QUÉ HACER:
1 – Imprime sin cambios todo lo que va en el fragmento sobre la eutanasia desde "En el Encuentro" hasta "este último tema.", ambos incluidos.
2 – Da lo que sigue al fragmento sobre la eutanasia, empezando justo después de su última frase.

----- FRAGMENTO MOSTRADO

En el Encuentro de Cultura Funeraria también se presentó Adela, una novela que tiene un protagonista envuelto en la muerte cerebral, y donde aparecen escenas en torno a la eutanasia, el derecho a la muerte digna, un tema excluido de la legislación ecuatoriana (practicar la muerte asistida está sancionado, según consta en el Código Integral Penal). Gomezjurado dedica un apartado de su texto a este último tema.
Se habla poco sobre la eutanasia…
El ecuatoriano no ve, debido a su perspectiva religiosa, como un derecho de las personas el decidir sobre su vida y el saber morir. Como hay un ‘vivir bien’, debería haber un ‘morir bien’, pero esto no se concibe por la carga ideológica religiosa que va en el sentido de que Dios es el único que puede disponer de nuestra vida, decidir cuándo debe llegar la muerte, el fin.
¿Qué ocurre en cuanto a los médicos?

----------
----- INFORMACIÓN

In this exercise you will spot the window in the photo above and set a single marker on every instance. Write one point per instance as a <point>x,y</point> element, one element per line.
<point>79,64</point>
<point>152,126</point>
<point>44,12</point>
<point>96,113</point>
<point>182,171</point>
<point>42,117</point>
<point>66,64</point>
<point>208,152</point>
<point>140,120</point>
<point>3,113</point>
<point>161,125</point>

----------

RESPUESTAS:
1 –
En el Encuentro de Cultura Funeraria también se presentó Adela, una novela que tiene un protagonista envuelto en la muerte cerebral, y donde aparecen escenas en torno a la eutanasia, el derecho a la muerte digna, un tema excluido de la legislación ecuatoriana (practicar la muerte asistida está sancionado, según consta en el Código Integral Penal). Gomezjurado dedica un apartado de su texto a este último tema.

2 –
Si practican el acto eutanásico, está contemplado que tengan una sanción; pero deben comunicar a los pacientes si no tienen opción de vida o si sus ‘días están contados’. Ahí hay una carga ética, que tiene que ver con el principio médico de luchar por la vida de las personas, salvarlas y hacer todo lo orientado a eso, no a lo contrario. Hay que preguntarse qué médicos acudirían para asistirlos ante el requerimiento de morir dignamente. Eso hay que debatir más allá de la academia, donde lo discuten quizá.
¿Qué pasa con las personas que son menos religiosas en cuanto a este tema?
Surge la esperanza de que es una carga afectiva relacionada con el azar. ‘¿Quién sabe qué pase mañana?’, se preguntan las personas, en la medida en que creen en una posibilidad, que puede convertirse en fe. Cuando el ser humano se desembaraza de lo inexplicable es, precisamente, cuando le otorga a Dios la razón de ser de las cosas diciendo frases como ‘por algo ha de ser’.